> **Task item**: Return everything from "IngenioRx will serve" down to "claims processing services." in the Anthem announcement below, copied word for word.

> **Text for analysis**:
INDIANAPOLIS--(BUSINESS WIRE)--Anthem, Inc. (NYSE: ANTM), one of the nation’s largest health benefits companies, announced today it is establishing a new pharmacy benefits manager to be named IngenioRx. IngenioRx will begin offering a full suite of PBM solutions starting in 2020, which coincides with the conclusion of the company’s current PBM contract.
“As a company, we continuously seek bold, innovative solutions that achieve consumer access to high quality, affordable healthcare,” said Joseph R. Swedish, Chairman, President and Chief Executive Officer, Anthem. “During the past two years, we have been very clear that we can strengthen the value offered to the marketplace with an improved and aligned PBM model. Through the process of evaluating many PBM options in preparation for the expiration of our current contract, we determined that our scale and experience best position us to deliver an innovative solution, and the launch of IngenioRx will allow us to break through what is now a complex and fragmented landscape. It also positions Anthem to take advantage of a unique opportunity to grow and diversify our business within our existing footprint as well as nationally.”
IngenioRx will serve customers of Anthem affiliated health plans, as well as non-Anthem customers, with a seamless, integrated experience by taking Anthem’s new model to the national marketplace. The IngenioRx pharmacy leadership team combined has more than 100 years of experience in the PBM industry, which will be invaluable in helping to ensure a seamless transition for members.
Anthem has signed a five-year agreement with CVS Health, for services beginning Jan. 1, 2020. IngenioRx will combine its member and provider engagement initiatives and market leading pricing with CVS’ expertise in point-of-sale engagement, such as member messaging and Minute Clinic. CVS will also provide prescription fulfillment and claims processing services.

> **Material provided**:
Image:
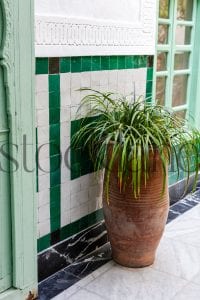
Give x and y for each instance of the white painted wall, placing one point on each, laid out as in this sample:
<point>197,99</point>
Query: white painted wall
<point>93,27</point>
<point>123,10</point>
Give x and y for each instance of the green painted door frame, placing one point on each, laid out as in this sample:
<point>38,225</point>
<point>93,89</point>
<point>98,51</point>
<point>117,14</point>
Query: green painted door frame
<point>17,62</point>
<point>193,71</point>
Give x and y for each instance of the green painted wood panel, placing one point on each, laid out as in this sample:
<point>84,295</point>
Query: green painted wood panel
<point>5,217</point>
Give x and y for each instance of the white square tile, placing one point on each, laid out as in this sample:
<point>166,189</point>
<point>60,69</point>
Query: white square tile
<point>65,196</point>
<point>65,172</point>
<point>75,81</point>
<point>65,218</point>
<point>42,100</point>
<point>44,228</point>
<point>42,117</point>
<point>43,197</point>
<point>104,78</point>
<point>74,112</point>
<point>43,134</point>
<point>43,213</point>
<point>95,78</point>
<point>43,182</point>
<point>41,83</point>
<point>43,166</point>
<point>75,186</point>
<point>86,79</point>
<point>65,114</point>
<point>79,198</point>
<point>140,74</point>
<point>75,97</point>
<point>113,78</point>
<point>65,82</point>
<point>43,151</point>
<point>65,98</point>
<point>79,212</point>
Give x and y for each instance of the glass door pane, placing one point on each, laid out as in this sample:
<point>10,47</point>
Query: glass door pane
<point>180,84</point>
<point>183,35</point>
<point>185,10</point>
<point>162,61</point>
<point>163,34</point>
<point>160,90</point>
<point>164,9</point>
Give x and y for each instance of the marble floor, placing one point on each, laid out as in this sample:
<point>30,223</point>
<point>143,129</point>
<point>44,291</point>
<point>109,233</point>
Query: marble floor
<point>174,275</point>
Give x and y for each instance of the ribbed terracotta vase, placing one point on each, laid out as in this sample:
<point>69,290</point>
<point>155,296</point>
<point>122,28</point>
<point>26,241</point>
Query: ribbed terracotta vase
<point>135,226</point>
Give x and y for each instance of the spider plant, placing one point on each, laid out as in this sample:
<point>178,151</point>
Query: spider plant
<point>123,131</point>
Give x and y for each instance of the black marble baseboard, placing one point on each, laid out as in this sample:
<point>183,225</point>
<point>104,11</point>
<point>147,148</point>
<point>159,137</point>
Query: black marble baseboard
<point>70,261</point>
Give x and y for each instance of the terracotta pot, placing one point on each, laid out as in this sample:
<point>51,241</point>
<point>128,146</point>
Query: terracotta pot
<point>135,226</point>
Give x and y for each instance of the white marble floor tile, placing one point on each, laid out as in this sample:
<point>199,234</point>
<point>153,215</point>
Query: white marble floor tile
<point>85,295</point>
<point>185,229</point>
<point>177,258</point>
<point>120,283</point>
<point>189,292</point>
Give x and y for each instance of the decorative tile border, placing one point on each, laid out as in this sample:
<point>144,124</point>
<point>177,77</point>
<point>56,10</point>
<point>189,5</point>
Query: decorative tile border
<point>83,35</point>
<point>71,274</point>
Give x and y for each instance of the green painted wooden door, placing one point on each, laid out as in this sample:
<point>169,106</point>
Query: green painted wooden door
<point>5,211</point>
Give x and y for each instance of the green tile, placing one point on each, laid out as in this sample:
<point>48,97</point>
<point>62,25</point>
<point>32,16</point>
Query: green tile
<point>65,64</point>
<point>113,62</point>
<point>149,87</point>
<point>75,171</point>
<point>75,125</point>
<point>76,64</point>
<point>43,243</point>
<point>105,62</point>
<point>150,61</point>
<point>55,208</point>
<point>86,63</point>
<point>96,63</point>
<point>55,223</point>
<point>54,131</point>
<point>54,91</point>
<point>136,61</point>
<point>142,61</point>
<point>83,223</point>
<point>54,147</point>
<point>149,74</point>
<point>121,62</point>
<point>55,178</point>
<point>95,217</point>
<point>42,66</point>
<point>37,182</point>
<point>55,162</point>
<point>86,165</point>
<point>75,155</point>
<point>129,62</point>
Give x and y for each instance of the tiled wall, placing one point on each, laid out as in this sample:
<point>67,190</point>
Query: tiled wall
<point>69,196</point>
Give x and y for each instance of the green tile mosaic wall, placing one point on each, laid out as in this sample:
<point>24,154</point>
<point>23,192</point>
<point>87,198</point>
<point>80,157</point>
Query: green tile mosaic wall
<point>80,161</point>
<point>90,63</point>
<point>54,145</point>
<point>71,229</point>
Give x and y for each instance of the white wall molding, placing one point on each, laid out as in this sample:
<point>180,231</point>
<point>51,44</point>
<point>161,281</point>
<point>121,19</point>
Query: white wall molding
<point>70,36</point>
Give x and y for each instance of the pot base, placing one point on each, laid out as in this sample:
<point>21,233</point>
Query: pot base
<point>133,263</point>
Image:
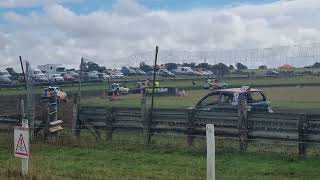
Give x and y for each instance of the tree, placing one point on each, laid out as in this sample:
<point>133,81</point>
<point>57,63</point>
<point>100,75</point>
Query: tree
<point>220,69</point>
<point>192,65</point>
<point>316,65</point>
<point>11,71</point>
<point>171,66</point>
<point>203,65</point>
<point>91,66</point>
<point>263,67</point>
<point>241,66</point>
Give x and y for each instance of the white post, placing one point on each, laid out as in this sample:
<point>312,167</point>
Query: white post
<point>210,152</point>
<point>25,161</point>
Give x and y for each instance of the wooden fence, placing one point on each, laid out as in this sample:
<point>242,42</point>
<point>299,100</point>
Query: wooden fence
<point>238,122</point>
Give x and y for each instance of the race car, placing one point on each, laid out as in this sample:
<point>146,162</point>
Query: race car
<point>214,84</point>
<point>52,91</point>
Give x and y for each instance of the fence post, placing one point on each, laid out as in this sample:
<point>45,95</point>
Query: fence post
<point>75,116</point>
<point>190,126</point>
<point>302,133</point>
<point>243,123</point>
<point>145,119</point>
<point>110,119</point>
<point>210,152</point>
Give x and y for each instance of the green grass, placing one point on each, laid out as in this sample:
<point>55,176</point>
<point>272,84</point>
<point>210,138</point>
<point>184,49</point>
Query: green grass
<point>185,84</point>
<point>306,98</point>
<point>132,161</point>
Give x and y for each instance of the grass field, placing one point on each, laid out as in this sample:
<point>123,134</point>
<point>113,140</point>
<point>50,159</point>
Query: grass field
<point>187,83</point>
<point>132,161</point>
<point>305,98</point>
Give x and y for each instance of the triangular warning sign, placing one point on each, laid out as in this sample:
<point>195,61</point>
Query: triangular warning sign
<point>21,147</point>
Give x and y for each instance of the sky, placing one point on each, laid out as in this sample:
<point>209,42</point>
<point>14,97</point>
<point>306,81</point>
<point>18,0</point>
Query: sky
<point>120,32</point>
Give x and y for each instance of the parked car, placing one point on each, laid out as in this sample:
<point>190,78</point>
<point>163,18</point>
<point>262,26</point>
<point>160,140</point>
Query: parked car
<point>117,87</point>
<point>165,73</point>
<point>114,75</point>
<point>41,78</point>
<point>229,98</point>
<point>68,77</point>
<point>184,70</point>
<point>272,73</point>
<point>5,77</point>
<point>104,76</point>
<point>140,72</point>
<point>56,78</point>
<point>54,91</point>
<point>137,87</point>
<point>5,80</point>
<point>92,75</point>
<point>128,71</point>
<point>150,73</point>
<point>214,84</point>
<point>73,73</point>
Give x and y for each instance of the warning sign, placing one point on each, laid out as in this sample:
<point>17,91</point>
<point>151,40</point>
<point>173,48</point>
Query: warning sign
<point>21,142</point>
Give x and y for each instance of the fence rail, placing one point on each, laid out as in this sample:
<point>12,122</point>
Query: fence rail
<point>247,126</point>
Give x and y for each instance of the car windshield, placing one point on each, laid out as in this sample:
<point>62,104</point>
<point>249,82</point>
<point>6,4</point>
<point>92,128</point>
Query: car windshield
<point>255,96</point>
<point>217,98</point>
<point>4,73</point>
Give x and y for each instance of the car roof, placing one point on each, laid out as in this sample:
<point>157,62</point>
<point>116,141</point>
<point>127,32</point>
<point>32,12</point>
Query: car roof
<point>238,90</point>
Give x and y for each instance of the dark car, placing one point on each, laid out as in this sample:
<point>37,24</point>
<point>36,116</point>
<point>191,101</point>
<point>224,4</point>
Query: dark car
<point>229,98</point>
<point>128,71</point>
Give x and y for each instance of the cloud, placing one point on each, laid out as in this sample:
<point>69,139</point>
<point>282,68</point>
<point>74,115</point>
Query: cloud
<point>31,3</point>
<point>59,35</point>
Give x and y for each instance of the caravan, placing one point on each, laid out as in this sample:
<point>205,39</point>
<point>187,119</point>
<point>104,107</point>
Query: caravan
<point>5,77</point>
<point>38,76</point>
<point>52,69</point>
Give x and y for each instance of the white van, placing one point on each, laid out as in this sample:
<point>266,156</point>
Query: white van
<point>184,70</point>
<point>52,68</point>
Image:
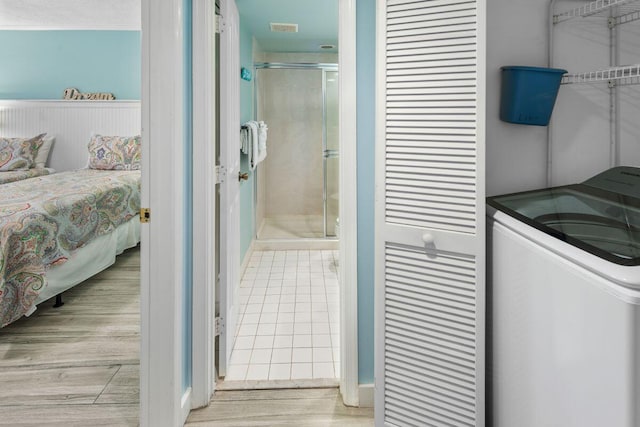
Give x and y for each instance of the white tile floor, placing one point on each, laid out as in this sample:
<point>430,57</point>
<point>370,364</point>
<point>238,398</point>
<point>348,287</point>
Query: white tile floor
<point>289,317</point>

> **Reply**:
IngenioRx will serve customers of Anthem affiliated health plans, as well as non-Anthem customers, with a seamless, integrated experience by taking Anthem’s new model to the national marketplace. The IngenioRx pharmacy leadership team combined has more than 100 years of experience in the PBM industry, which will be invaluable in helping to ensure a seamless transition for members.
Anthem has signed a five-year agreement with CVS Health, for services beginning Jan. 1, 2020. IngenioRx will combine its member and provider engagement initiatives and market leading pricing with CVS’ expertise in point-of-sale engagement, such as member messaging and Minute Clinic. CVS will also provide prescription fulfillment and claims processing services.